## Action item
Write the data out in full and word for word. Do not include images.

## Data supplied
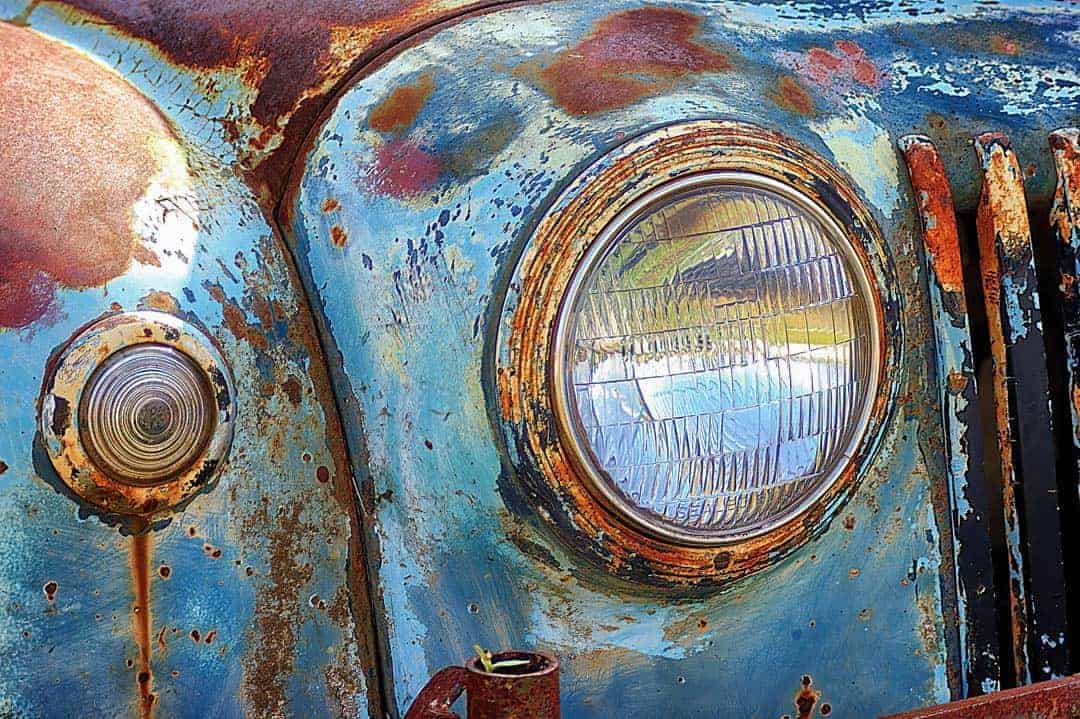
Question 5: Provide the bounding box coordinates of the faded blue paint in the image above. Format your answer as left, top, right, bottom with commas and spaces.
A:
282, 0, 1080, 715
0, 17, 374, 719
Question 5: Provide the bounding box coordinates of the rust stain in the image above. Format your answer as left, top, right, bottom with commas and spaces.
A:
0, 23, 176, 328
779, 39, 883, 99
239, 501, 316, 716
771, 75, 815, 116
281, 375, 303, 407
795, 675, 820, 719
321, 198, 341, 213
138, 291, 181, 315
366, 138, 442, 198
900, 136, 965, 294
1050, 130, 1080, 246
518, 7, 730, 115
131, 533, 155, 719
330, 224, 349, 247
41, 0, 512, 204
369, 73, 435, 132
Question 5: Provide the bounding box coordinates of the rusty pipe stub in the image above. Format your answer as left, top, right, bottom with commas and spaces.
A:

## Completed exercise
Question 5: Provide the bounding box coordinates of the faded blue paint in the image above. Format your answer as left, top, right, bottom with commas and spaces.
A:
282, 0, 1080, 715
0, 17, 374, 719
Question 5: Provide the bounding box coordinates of the rust stain in the image above. Format your answer as left, top, right, bottom with commas and spaces.
A:
0, 23, 176, 328
779, 39, 883, 99
239, 501, 316, 716
771, 75, 815, 116
281, 375, 303, 407
795, 675, 820, 719
321, 198, 341, 213
138, 291, 181, 315
366, 138, 442, 198
900, 136, 965, 294
1050, 130, 1080, 246
518, 7, 730, 115
131, 533, 155, 719
330, 224, 349, 247
41, 0, 512, 204
369, 73, 435, 132
Question 5: Provide the bounding box coordinates of the rusty pipe stub in the image above. Format your answer as left, top, right, bottom with commas and spaces.
A:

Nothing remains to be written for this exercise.